● EXERCISE BRIEF:
Could you repeat the listing below line for line, keeping every character unchanged?

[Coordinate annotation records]
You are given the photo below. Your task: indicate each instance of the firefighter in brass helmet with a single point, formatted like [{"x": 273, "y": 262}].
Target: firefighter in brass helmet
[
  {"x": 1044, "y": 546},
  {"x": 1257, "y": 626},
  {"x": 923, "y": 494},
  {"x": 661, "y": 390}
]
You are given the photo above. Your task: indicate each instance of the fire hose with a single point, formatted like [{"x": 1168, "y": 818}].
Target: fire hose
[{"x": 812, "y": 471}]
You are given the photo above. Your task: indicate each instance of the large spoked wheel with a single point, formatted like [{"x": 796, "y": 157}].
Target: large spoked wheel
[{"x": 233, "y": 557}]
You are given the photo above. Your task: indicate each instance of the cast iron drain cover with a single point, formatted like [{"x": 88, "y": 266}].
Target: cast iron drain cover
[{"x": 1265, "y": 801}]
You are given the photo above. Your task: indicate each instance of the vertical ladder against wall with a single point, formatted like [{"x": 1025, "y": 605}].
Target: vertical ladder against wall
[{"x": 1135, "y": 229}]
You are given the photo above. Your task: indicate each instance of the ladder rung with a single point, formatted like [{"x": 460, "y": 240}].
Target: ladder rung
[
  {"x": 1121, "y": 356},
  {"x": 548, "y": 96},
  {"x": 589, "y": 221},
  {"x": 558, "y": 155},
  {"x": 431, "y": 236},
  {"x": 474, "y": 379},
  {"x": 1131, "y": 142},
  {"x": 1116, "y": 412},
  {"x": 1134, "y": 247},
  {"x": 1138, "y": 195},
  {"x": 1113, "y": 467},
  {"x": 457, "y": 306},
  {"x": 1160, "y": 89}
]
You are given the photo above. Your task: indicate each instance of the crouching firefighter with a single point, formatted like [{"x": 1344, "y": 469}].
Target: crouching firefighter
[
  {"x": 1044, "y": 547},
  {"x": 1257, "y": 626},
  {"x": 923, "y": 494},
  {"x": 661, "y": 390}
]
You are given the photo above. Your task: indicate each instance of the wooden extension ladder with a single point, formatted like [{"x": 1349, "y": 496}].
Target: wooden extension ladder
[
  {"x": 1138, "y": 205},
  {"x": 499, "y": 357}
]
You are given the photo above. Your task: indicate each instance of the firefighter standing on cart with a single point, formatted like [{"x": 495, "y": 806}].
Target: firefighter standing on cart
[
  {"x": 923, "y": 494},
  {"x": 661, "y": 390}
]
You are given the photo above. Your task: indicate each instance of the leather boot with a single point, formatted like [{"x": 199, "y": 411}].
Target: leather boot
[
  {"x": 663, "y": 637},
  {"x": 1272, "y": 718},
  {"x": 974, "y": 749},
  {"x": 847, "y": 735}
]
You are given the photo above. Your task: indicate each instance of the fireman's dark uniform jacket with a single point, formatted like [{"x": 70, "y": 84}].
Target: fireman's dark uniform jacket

● RESPONSE BELOW:
You are given the photo below. Your task: indicate each instance of the firefighter in brass helmet with a single point, formatted like [{"x": 273, "y": 262}].
Target: firefighter in brass helmet
[
  {"x": 1044, "y": 546},
  {"x": 1257, "y": 626},
  {"x": 923, "y": 494},
  {"x": 661, "y": 390}
]
You are given the photo above. Your task: indicate each instance of the fire hose with a single point, formatted like [{"x": 1168, "y": 818}].
Target: fire hose
[{"x": 812, "y": 471}]
You are given the photo above. Your task: indicate each instance of the large spoked wheel with a single point, formatted like [{"x": 796, "y": 157}].
Target: large spoked wheel
[{"x": 233, "y": 557}]
You are given the photo above. Your task: indicate each instance of the cast iron drain cover with a single point, formatted like [{"x": 88, "y": 266}].
Target: cast iron drain cover
[{"x": 1265, "y": 801}]
You are given the photo above. Your task: indicate each instance of the vertical ladder against wall with a single point, formatted like [{"x": 1025, "y": 605}].
Target: vertical ladder against wall
[{"x": 1135, "y": 229}]
You are given the photo above. Your task: indicate each instance of the ladder rung with a single point, formatted like [{"x": 460, "y": 240}].
Target: ladder rung
[
  {"x": 1121, "y": 356},
  {"x": 548, "y": 96},
  {"x": 589, "y": 221},
  {"x": 558, "y": 155},
  {"x": 431, "y": 236},
  {"x": 474, "y": 379},
  {"x": 1131, "y": 142},
  {"x": 1116, "y": 412},
  {"x": 1134, "y": 247},
  {"x": 1138, "y": 195},
  {"x": 1113, "y": 467},
  {"x": 457, "y": 306},
  {"x": 1160, "y": 89}
]
You are given the photo above. Your task: indicate each instance of the crouching firefighter with a single point, formatted like [{"x": 1344, "y": 469}].
Target: crouching firefighter
[
  {"x": 1044, "y": 547},
  {"x": 1257, "y": 626},
  {"x": 923, "y": 494},
  {"x": 661, "y": 390}
]
You are given the photo above. Your task: indicate each instance of the wooden extension ladder with a single point, formatted like [{"x": 1349, "y": 496}].
Target: wooden extension ladder
[
  {"x": 1138, "y": 205},
  {"x": 499, "y": 357}
]
You are given the photo above. Your task: indicate each instance of the firefighter standing on cart with a single point, formatted like [{"x": 495, "y": 806}].
Target: firefighter standing on cart
[
  {"x": 923, "y": 494},
  {"x": 661, "y": 390}
]
You are given the photo above. Your task: indicate each instance of the leather boot with a single point, formatted like [{"x": 199, "y": 411}].
Target: leather boot
[
  {"x": 663, "y": 637},
  {"x": 1272, "y": 718},
  {"x": 974, "y": 749},
  {"x": 847, "y": 735}
]
You are given the photo above. Your task: indicate each instance of the fireman's dark uniform jacket with a single point, formatted like [{"x": 70, "y": 84}].
Target: fireman's dark uniform jacket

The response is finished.